[Entries shown]
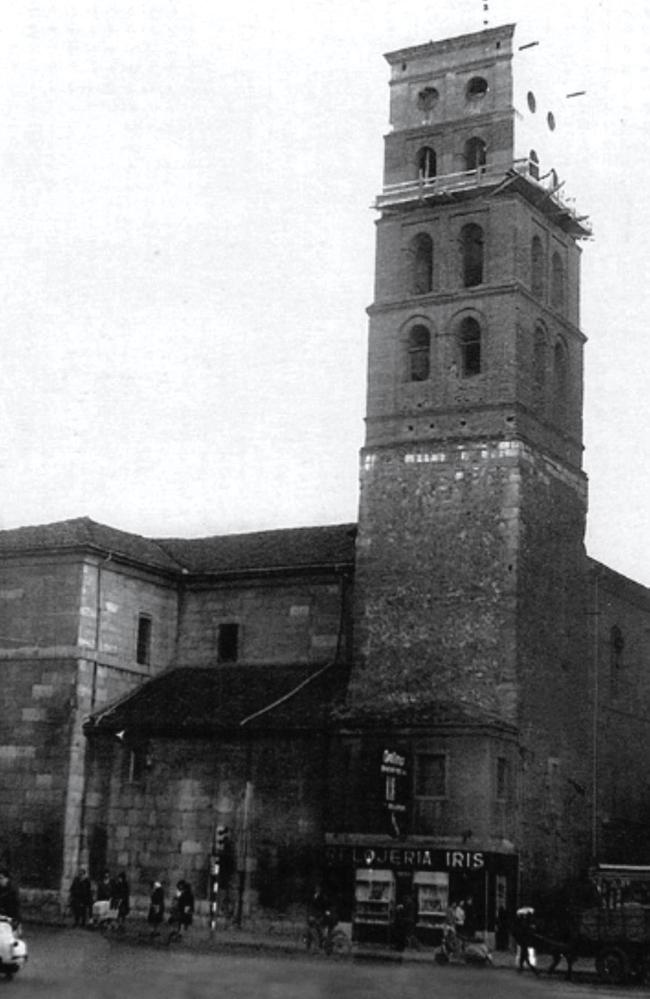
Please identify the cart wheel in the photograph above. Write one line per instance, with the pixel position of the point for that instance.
(340, 944)
(642, 969)
(613, 966)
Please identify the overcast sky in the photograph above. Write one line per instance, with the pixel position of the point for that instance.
(187, 254)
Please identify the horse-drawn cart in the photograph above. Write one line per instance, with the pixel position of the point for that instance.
(618, 939)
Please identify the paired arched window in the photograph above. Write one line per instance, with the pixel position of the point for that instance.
(540, 354)
(471, 238)
(475, 153)
(469, 347)
(421, 263)
(427, 163)
(560, 380)
(557, 283)
(418, 353)
(537, 267)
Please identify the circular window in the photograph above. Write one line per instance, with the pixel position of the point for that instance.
(477, 87)
(427, 98)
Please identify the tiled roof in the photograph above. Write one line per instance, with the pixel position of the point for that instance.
(293, 548)
(297, 547)
(82, 532)
(421, 712)
(203, 700)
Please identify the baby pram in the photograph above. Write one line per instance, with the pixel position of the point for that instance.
(103, 916)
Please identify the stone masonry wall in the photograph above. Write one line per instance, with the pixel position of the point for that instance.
(291, 621)
(38, 707)
(620, 696)
(161, 822)
(553, 667)
(436, 577)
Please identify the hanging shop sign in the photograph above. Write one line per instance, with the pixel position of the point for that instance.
(394, 779)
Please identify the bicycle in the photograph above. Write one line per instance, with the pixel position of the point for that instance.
(323, 936)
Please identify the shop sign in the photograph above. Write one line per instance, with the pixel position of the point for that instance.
(394, 776)
(416, 858)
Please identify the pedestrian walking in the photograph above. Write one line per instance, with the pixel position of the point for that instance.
(9, 903)
(121, 898)
(156, 908)
(502, 935)
(523, 932)
(81, 898)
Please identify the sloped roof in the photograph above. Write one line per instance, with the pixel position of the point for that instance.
(294, 547)
(421, 712)
(191, 701)
(82, 532)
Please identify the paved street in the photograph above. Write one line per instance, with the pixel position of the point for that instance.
(65, 963)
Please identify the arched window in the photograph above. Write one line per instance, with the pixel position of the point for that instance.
(419, 353)
(469, 342)
(540, 353)
(557, 282)
(421, 256)
(560, 380)
(471, 236)
(427, 163)
(537, 267)
(476, 88)
(475, 153)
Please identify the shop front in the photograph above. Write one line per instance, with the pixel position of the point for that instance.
(370, 882)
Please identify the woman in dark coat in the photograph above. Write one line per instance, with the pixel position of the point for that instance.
(121, 898)
(156, 907)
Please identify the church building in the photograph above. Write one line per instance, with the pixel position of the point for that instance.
(445, 700)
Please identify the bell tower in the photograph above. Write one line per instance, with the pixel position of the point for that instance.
(470, 558)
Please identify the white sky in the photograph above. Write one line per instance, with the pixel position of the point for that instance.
(187, 254)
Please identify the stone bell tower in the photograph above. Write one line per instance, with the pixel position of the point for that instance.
(470, 555)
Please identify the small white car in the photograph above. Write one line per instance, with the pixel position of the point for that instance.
(13, 950)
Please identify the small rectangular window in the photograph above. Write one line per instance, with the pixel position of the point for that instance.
(431, 775)
(503, 777)
(136, 763)
(228, 643)
(143, 647)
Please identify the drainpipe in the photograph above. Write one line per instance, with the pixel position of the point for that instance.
(594, 733)
(93, 699)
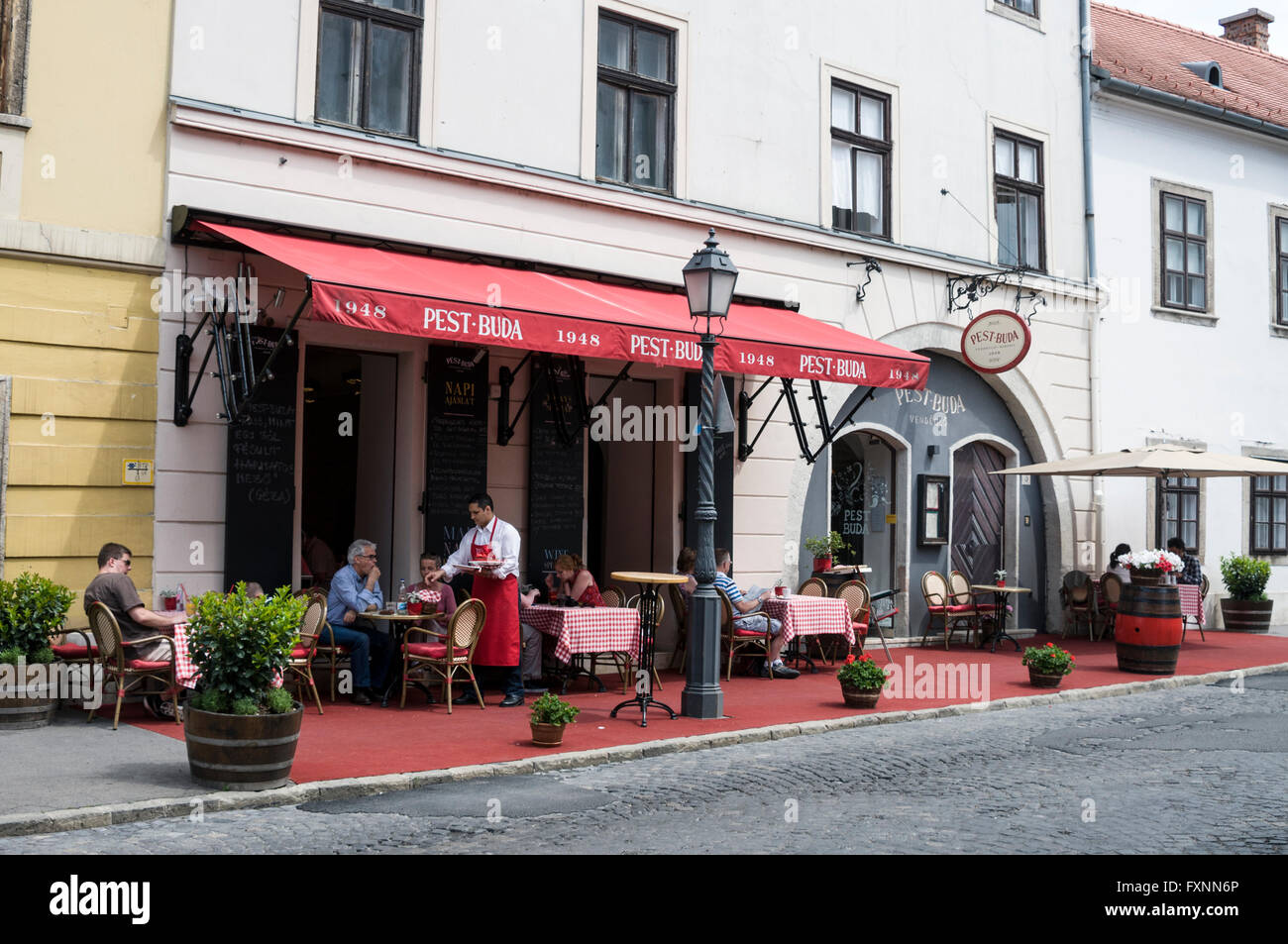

[To do] Copy out every line of the data above that contains the word "arched". Case matters, so match capital and lowercase letters precisely.

[The reply]
Please identify the paired arched window in the photograph above. Write one line per instance, with the pixel position of the point for that instance.
Please identify the arched window in the photograph above. Write one line per instance, with the pixel position of the point for that instance.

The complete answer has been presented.